Texto extraído.

========

Friday, 26 de April de 2024 ISSN 1519-7670 - Ano 24 - nº 1285

“Façam o que eu digo…”

Sérgio Buarque de Holanda iria achar muito reveladora a resistência de funcionários públicos à divulgação de suas remunerações. Persistente inaptidão do brasileiro à norma impessoal. Ele escreveu, em Raízes do Brasil, abertura do capítulo “O homem cordial”:

“O Estado não é uma ampliação do círculo familiar e, ainda menos, uma integração de certos agrupamentos, de certas vontades particularistas, de que a família é o melhor exemplo”.

Roberto DaMatta há de estar afiando seus instrumentos para comentar a repercussão da decisão republicana de Dilma Rousseff.

Mas, convenhamos: Dilma publicou sua remuneração no site do Planalto? Não. A Corregedoria Geral da União publicou? Algum ministro publicou?

Será tão difícil assim? O sistema de pagamento do governo federal é único, um banco de dados gigantesco onde se pode controlar caso a caso.

Sinais conspícuos

Há quase trinta anos, no Rio de Janeiro, o então comandante da Polícia Militar, coronel PM Carlos Magno Nazareth Cerqueira, e o subcomandante, coronel PM Jorge da Silva, denunciaram os “sinais conspícuos de riqueza” de oficiais que estacionavam nos pátios dos quartéis carros de valor incompatível com suas remunerações. Diziam aos jornalistas: querem indícios de corrupção? Visitem os pátios dos quartéis.

Se alguma coisa mudou nesse terreno foi que agora também sargentos, cabos e soldados rasos param carrões nos estacionamentos. E o fenômeno pode ser comprovado em qualquer unidade da Federação, não só no Rio de Janeiro.

Salários e horários

A transparência, para ser uma operação mais lúcida, precisará trazer à luz outros dados. Por exemplo, os horários de trabalho dos médicos do serviço público federal, estadual e municipal. Muito raros médicos cumprem os horários. Porque toda a categoria, diretores e coordenadores de hospitais e serviços incluídos, considera que os salários são baixos demais, insuficientes para se manter um padrão de vida correspondente às aspirações de quem estudou seis anos de medicina − ou mais, com residência e especializações.

========

Seção de dados.
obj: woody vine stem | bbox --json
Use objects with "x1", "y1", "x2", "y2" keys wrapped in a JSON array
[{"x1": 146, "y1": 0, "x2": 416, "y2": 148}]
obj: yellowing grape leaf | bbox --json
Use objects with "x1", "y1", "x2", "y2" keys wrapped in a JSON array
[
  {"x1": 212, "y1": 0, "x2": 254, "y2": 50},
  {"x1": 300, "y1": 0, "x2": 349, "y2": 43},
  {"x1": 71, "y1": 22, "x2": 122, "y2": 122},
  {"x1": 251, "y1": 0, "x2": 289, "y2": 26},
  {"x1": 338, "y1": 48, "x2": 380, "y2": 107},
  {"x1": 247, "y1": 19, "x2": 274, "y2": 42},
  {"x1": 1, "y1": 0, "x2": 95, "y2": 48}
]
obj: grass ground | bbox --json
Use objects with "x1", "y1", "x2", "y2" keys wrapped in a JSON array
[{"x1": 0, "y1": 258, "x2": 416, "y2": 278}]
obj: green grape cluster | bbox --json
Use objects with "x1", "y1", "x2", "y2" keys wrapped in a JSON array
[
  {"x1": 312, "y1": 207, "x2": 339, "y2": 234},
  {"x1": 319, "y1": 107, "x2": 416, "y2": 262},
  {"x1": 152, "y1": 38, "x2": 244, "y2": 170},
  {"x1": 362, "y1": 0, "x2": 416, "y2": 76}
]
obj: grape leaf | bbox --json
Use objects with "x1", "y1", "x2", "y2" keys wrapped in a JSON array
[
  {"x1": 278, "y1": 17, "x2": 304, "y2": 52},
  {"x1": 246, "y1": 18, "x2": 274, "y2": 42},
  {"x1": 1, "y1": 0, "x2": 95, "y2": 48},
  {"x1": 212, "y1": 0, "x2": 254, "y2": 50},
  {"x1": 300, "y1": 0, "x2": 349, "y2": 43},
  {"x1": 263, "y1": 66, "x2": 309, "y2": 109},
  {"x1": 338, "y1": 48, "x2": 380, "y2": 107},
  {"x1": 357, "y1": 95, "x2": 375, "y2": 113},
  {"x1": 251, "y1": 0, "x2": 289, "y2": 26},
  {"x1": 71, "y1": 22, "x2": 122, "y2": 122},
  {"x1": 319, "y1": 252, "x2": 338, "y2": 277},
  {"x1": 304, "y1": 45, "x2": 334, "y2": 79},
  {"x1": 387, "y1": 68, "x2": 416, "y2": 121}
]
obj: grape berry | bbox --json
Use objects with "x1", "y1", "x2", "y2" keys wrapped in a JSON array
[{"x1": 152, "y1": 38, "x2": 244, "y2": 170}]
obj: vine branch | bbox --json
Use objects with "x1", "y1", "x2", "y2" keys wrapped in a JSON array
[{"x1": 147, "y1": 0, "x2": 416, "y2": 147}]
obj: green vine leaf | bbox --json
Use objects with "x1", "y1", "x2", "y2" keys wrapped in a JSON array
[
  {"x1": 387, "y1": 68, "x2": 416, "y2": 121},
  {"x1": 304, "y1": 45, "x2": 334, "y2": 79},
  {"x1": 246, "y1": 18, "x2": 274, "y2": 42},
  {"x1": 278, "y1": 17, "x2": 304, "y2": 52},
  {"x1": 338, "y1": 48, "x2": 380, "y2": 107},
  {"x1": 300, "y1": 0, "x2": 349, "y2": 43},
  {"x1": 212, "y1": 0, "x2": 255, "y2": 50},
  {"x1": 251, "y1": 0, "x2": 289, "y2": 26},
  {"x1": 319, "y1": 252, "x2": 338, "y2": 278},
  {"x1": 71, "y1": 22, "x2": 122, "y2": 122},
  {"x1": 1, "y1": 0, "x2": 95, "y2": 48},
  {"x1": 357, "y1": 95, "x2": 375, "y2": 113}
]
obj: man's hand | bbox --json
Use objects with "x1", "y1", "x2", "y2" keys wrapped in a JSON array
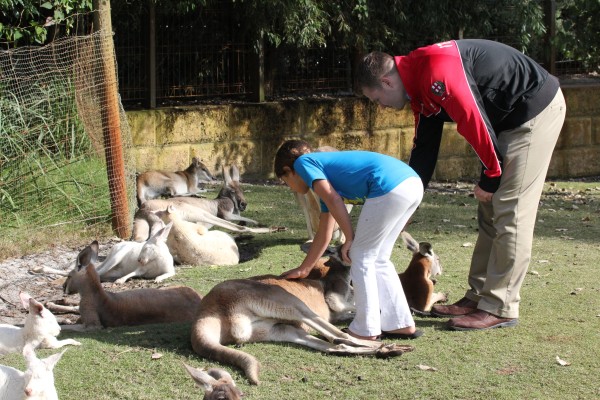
[
  {"x1": 473, "y1": 185, "x2": 494, "y2": 203},
  {"x1": 340, "y1": 238, "x2": 352, "y2": 265},
  {"x1": 280, "y1": 267, "x2": 312, "y2": 279}
]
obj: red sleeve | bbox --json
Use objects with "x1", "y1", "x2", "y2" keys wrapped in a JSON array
[{"x1": 421, "y1": 42, "x2": 502, "y2": 178}]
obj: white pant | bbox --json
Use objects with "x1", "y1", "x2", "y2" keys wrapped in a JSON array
[{"x1": 349, "y1": 178, "x2": 423, "y2": 336}]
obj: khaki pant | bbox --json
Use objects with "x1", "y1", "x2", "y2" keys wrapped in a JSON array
[{"x1": 466, "y1": 89, "x2": 566, "y2": 318}]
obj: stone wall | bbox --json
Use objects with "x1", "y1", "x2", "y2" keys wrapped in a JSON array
[{"x1": 127, "y1": 85, "x2": 600, "y2": 180}]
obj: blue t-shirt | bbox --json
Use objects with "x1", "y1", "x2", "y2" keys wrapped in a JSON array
[{"x1": 294, "y1": 150, "x2": 419, "y2": 212}]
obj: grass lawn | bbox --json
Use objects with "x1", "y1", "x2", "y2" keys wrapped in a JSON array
[{"x1": 2, "y1": 182, "x2": 600, "y2": 400}]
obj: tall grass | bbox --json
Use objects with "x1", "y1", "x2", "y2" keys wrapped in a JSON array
[{"x1": 0, "y1": 80, "x2": 110, "y2": 258}]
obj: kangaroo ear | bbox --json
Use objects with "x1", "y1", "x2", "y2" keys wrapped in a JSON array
[
  {"x1": 419, "y1": 242, "x2": 433, "y2": 256},
  {"x1": 221, "y1": 165, "x2": 232, "y2": 186},
  {"x1": 77, "y1": 244, "x2": 98, "y2": 271},
  {"x1": 29, "y1": 297, "x2": 44, "y2": 316},
  {"x1": 152, "y1": 221, "x2": 173, "y2": 241},
  {"x1": 231, "y1": 164, "x2": 240, "y2": 182},
  {"x1": 400, "y1": 231, "x2": 419, "y2": 253},
  {"x1": 19, "y1": 292, "x2": 31, "y2": 310}
]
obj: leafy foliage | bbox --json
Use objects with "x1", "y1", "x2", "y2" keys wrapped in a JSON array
[
  {"x1": 0, "y1": 0, "x2": 92, "y2": 48},
  {"x1": 556, "y1": 0, "x2": 600, "y2": 71}
]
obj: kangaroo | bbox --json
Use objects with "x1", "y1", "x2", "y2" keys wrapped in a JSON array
[
  {"x1": 97, "y1": 221, "x2": 175, "y2": 284},
  {"x1": 398, "y1": 232, "x2": 448, "y2": 315},
  {"x1": 132, "y1": 165, "x2": 272, "y2": 241},
  {"x1": 191, "y1": 250, "x2": 413, "y2": 385},
  {"x1": 0, "y1": 345, "x2": 66, "y2": 400},
  {"x1": 136, "y1": 157, "x2": 214, "y2": 207},
  {"x1": 157, "y1": 205, "x2": 240, "y2": 265},
  {"x1": 0, "y1": 292, "x2": 81, "y2": 354},
  {"x1": 131, "y1": 208, "x2": 165, "y2": 242},
  {"x1": 183, "y1": 363, "x2": 244, "y2": 400},
  {"x1": 63, "y1": 241, "x2": 201, "y2": 331}
]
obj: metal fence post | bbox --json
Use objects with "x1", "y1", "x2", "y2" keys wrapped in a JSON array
[{"x1": 93, "y1": 0, "x2": 131, "y2": 239}]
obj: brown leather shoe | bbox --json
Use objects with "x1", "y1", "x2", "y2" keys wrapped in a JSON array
[
  {"x1": 431, "y1": 297, "x2": 477, "y2": 318},
  {"x1": 448, "y1": 310, "x2": 519, "y2": 331}
]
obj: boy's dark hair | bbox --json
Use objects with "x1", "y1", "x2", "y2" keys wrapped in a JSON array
[{"x1": 273, "y1": 140, "x2": 312, "y2": 178}]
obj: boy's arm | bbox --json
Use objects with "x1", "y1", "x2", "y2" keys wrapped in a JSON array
[
  {"x1": 313, "y1": 179, "x2": 354, "y2": 264},
  {"x1": 281, "y1": 213, "x2": 335, "y2": 279}
]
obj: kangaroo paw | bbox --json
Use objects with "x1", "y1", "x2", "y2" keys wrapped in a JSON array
[{"x1": 375, "y1": 343, "x2": 415, "y2": 358}]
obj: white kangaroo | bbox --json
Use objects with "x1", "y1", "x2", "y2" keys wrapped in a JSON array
[
  {"x1": 157, "y1": 205, "x2": 240, "y2": 265},
  {"x1": 183, "y1": 363, "x2": 244, "y2": 400},
  {"x1": 0, "y1": 292, "x2": 81, "y2": 354},
  {"x1": 191, "y1": 248, "x2": 413, "y2": 384},
  {"x1": 63, "y1": 241, "x2": 201, "y2": 331},
  {"x1": 97, "y1": 224, "x2": 175, "y2": 284},
  {"x1": 398, "y1": 232, "x2": 448, "y2": 315},
  {"x1": 136, "y1": 157, "x2": 214, "y2": 206},
  {"x1": 31, "y1": 225, "x2": 175, "y2": 284},
  {"x1": 0, "y1": 345, "x2": 66, "y2": 400}
]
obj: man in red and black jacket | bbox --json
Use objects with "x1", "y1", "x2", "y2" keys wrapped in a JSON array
[{"x1": 357, "y1": 39, "x2": 566, "y2": 330}]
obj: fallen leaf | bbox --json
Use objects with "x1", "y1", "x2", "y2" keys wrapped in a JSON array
[
  {"x1": 417, "y1": 364, "x2": 437, "y2": 371},
  {"x1": 556, "y1": 356, "x2": 571, "y2": 367}
]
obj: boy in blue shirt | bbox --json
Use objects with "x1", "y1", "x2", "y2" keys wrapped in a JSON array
[{"x1": 274, "y1": 140, "x2": 423, "y2": 340}]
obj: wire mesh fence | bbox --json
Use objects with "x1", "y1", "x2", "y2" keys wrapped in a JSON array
[{"x1": 0, "y1": 11, "x2": 134, "y2": 256}]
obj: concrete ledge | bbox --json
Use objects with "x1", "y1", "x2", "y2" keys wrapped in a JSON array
[{"x1": 127, "y1": 85, "x2": 600, "y2": 180}]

========

Usando as informações.
**1.** Liste todas as pessoas mencionadas pelo nome no texto sobre a divulgação das remunerações de servidores públicos.
**2.** Prossiga com o texto sobre a transparência nas remunerações do serviço público a partir da última frase apresentada.
As entradas não têm relação com estas atividades.

Respostas dos exercícios.
**1.** Sérgio Buarque de Holanda, Roberto DaMatta, Dilma Rousseff, Carlos Magno Nazareth Cerqueira e Jorge da Silva.

**2.**
O que fazem os médicos do serviço público no Brasil inteiro? Não cumprem horários.  Com o beneplácito de seus superiores. Deslocam-se freneticamente entre vários empregos. Em cidades com o trânsito de São Paulo, Rio, Salvador, isso é um problema sério. Em São Paulo, consta, a categoria médica é recordista em acidentes de trânsito.

O que fazer? Obrigar de um dia para o outro os médicos a cumprirem os horários regulares? Provavelmente, não: o número de profissionais que, nessa hipótese, deixariam o serviço público seria tão elevado que haveria uma pane generalizada. As tão execradas filas forneceriam pauta para infinitas reportagens.

A decisão de mandar publicar os salários dos funcionários da União é apenas um primeiro passo para se questionar proficuamente o modo de funcionar do Estado brasileiro, do qual se pode dizer que é forte diante dos fracos e fraco diante dos fortes. E que, em determinadas situações, infelizmente numerosas, se serve do povo em vez de servi-lo.